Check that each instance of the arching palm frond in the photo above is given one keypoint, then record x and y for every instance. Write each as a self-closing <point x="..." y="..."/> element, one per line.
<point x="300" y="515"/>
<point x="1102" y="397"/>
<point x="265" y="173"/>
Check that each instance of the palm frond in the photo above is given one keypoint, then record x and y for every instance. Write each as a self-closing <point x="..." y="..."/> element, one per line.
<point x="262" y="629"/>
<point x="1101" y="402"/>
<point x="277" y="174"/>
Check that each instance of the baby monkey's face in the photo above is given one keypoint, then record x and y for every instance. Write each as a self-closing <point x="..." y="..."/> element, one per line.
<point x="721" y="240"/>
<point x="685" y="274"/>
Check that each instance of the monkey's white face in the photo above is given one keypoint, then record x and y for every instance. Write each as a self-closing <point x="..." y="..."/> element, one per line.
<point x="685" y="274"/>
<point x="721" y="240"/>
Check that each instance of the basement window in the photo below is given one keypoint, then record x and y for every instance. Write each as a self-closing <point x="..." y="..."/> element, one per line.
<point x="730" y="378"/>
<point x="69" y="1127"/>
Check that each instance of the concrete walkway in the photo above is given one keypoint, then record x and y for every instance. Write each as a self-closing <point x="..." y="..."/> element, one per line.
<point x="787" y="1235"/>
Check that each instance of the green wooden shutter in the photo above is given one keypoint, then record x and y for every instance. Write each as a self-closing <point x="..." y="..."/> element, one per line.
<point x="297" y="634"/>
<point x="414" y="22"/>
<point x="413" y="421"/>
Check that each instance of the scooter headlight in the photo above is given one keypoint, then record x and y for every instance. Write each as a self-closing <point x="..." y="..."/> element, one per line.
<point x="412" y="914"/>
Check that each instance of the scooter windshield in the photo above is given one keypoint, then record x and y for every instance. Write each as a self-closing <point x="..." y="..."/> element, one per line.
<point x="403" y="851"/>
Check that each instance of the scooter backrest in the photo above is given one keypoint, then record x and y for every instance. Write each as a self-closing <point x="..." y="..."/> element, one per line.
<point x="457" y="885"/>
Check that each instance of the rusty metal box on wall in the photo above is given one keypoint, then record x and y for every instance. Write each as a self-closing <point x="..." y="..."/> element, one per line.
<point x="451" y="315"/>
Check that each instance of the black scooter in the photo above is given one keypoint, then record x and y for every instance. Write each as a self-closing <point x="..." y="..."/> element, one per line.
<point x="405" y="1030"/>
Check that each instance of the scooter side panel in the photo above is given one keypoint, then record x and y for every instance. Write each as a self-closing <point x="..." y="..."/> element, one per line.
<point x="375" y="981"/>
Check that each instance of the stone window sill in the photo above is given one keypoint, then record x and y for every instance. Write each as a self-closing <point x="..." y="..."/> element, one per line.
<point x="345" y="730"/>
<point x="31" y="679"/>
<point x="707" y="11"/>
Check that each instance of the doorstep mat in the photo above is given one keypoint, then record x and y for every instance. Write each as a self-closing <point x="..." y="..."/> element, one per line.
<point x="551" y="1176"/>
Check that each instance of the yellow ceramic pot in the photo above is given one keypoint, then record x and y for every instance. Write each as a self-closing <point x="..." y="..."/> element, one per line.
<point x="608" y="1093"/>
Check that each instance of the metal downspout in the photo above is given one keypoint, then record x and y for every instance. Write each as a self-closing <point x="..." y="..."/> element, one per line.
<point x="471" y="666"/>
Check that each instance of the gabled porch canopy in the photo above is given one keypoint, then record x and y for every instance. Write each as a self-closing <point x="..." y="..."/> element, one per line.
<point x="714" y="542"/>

····················

§ WHAT IS BEING ASKED
Convert every line of the entries above into a JSON list of strings, one string per line, leaving out any blank lines.

§ WRITTEN REPLY
[
  "Check that each instance of the arching palm frond in the photo above is given one keypoint, then record x and y for every instance. Write each as a self-closing <point x=\"...\" y=\"...\"/> element, one per line.",
  "<point x=\"300\" y=\"515\"/>",
  "<point x=\"1102\" y=\"397\"/>",
  "<point x=\"265\" y=\"173\"/>",
  "Check that each instance of the palm frond in the photo above is given one keypoint, then record x and y for every instance. Write each as a self-closing <point x=\"...\" y=\"...\"/> element, one per line.",
  "<point x=\"262\" y=\"629\"/>",
  "<point x=\"1101\" y=\"402\"/>",
  "<point x=\"277\" y=\"174\"/>",
  "Check that each instance of the baby monkey's face in the photo above is given one keypoint, then record x and y for every instance. Write each as a self-closing <point x=\"...\" y=\"...\"/> element, one per line.",
  "<point x=\"721\" y=\"240\"/>",
  "<point x=\"685\" y=\"274\"/>",
  "Check that each instance of the monkey's white face in the photo above is given one keypoint, then record x and y for every instance. Write each as a self-closing <point x=\"...\" y=\"...\"/> element, one per line.",
  "<point x=\"685\" y=\"274\"/>",
  "<point x=\"721\" y=\"240\"/>",
  "Check that each instance of the basement window in the photo below is given one keypoint, then record x and y for every instance. Write each as a self-closing <point x=\"...\" y=\"...\"/> element, one per line.",
  "<point x=\"730\" y=\"378\"/>",
  "<point x=\"69\" y=\"1127\"/>",
  "Check that each instance of the concrete walkway in the photo above is given one keypoint, then record x and y for every instance. Write each as a self-closing <point x=\"...\" y=\"...\"/> element, one per line.",
  "<point x=\"787\" y=\"1235\"/>",
  "Check that each instance of the green wooden shutter in the photo above is given one keypoint, then record x and y for every instance. Write each as a self-closing <point x=\"...\" y=\"...\"/> element, one per line.",
  "<point x=\"297\" y=\"634\"/>",
  "<point x=\"414\" y=\"22\"/>",
  "<point x=\"413\" y=\"421\"/>",
  "Check that each instance of the scooter headlight in the photo above is given one keypoint, then record x and y for every instance. Write each as a self-closing <point x=\"...\" y=\"...\"/> element, one per line.",
  "<point x=\"412\" y=\"914\"/>",
  "Check that each instance of the scooter windshield in the photo above is given one keypoint, then record x and y for every instance. Write each as a self-closing <point x=\"...\" y=\"...\"/> element, one per line.",
  "<point x=\"403\" y=\"851\"/>",
  "Check that each instance of the scooter backrest in the photo above is given one keypoint, then record x and y for every instance. Write each as a self-closing <point x=\"...\" y=\"...\"/> element, one per line.",
  "<point x=\"457\" y=\"885\"/>",
  "Check that each instance of the rusty metal box on wall in the photo above is given one keypoint, then record x and y for every instance. Write each as a self-closing <point x=\"...\" y=\"...\"/> element, one per line.",
  "<point x=\"451\" y=\"315\"/>",
  "Check that each instance of the black scooter in the photo above is given one keypoint, then record x and y for every instance. Write each as a self-closing <point x=\"...\" y=\"...\"/> element, one per line.",
  "<point x=\"405\" y=\"1030\"/>",
  "Check that each instance of the scooter side panel in the photo above is given one keypoint, then record x and y for every instance. Write each as a self-closing <point x=\"...\" y=\"...\"/> element, one per line.",
  "<point x=\"375\" y=\"981\"/>",
  "Check that each instance of the stone window sill in the photo above is given one keypoint, then record x and y for every instance. Write each as a self-closing <point x=\"...\" y=\"...\"/> element, one per line.",
  "<point x=\"345\" y=\"730\"/>",
  "<point x=\"31\" y=\"679\"/>",
  "<point x=\"707\" y=\"11\"/>",
  "Check that each instance of the doorstep mat in the photo above is given one keypoint, then record x and y for every instance. Write each as a self-closing <point x=\"...\" y=\"...\"/> element, one per line.",
  "<point x=\"551\" y=\"1176\"/>",
  "Check that each instance of the yellow ceramic pot in the photo above is given one keypoint, then record x and y for every instance. Write each as a self-closing <point x=\"...\" y=\"...\"/> element, one per line.",
  "<point x=\"608\" y=\"1093\"/>",
  "Check that each instance of the metal downspout in the photo above is given one keypoint, then record x and y for every instance. Write each as a self-closing <point x=\"...\" y=\"...\"/> element, one per line.",
  "<point x=\"471\" y=\"666\"/>",
  "Check that each instance of the gabled porch canopy in the photo above is given one keypoint, then record x and y for every instance. Write each as a self-closing <point x=\"...\" y=\"...\"/> element, one per line.",
  "<point x=\"714\" y=\"542\"/>"
]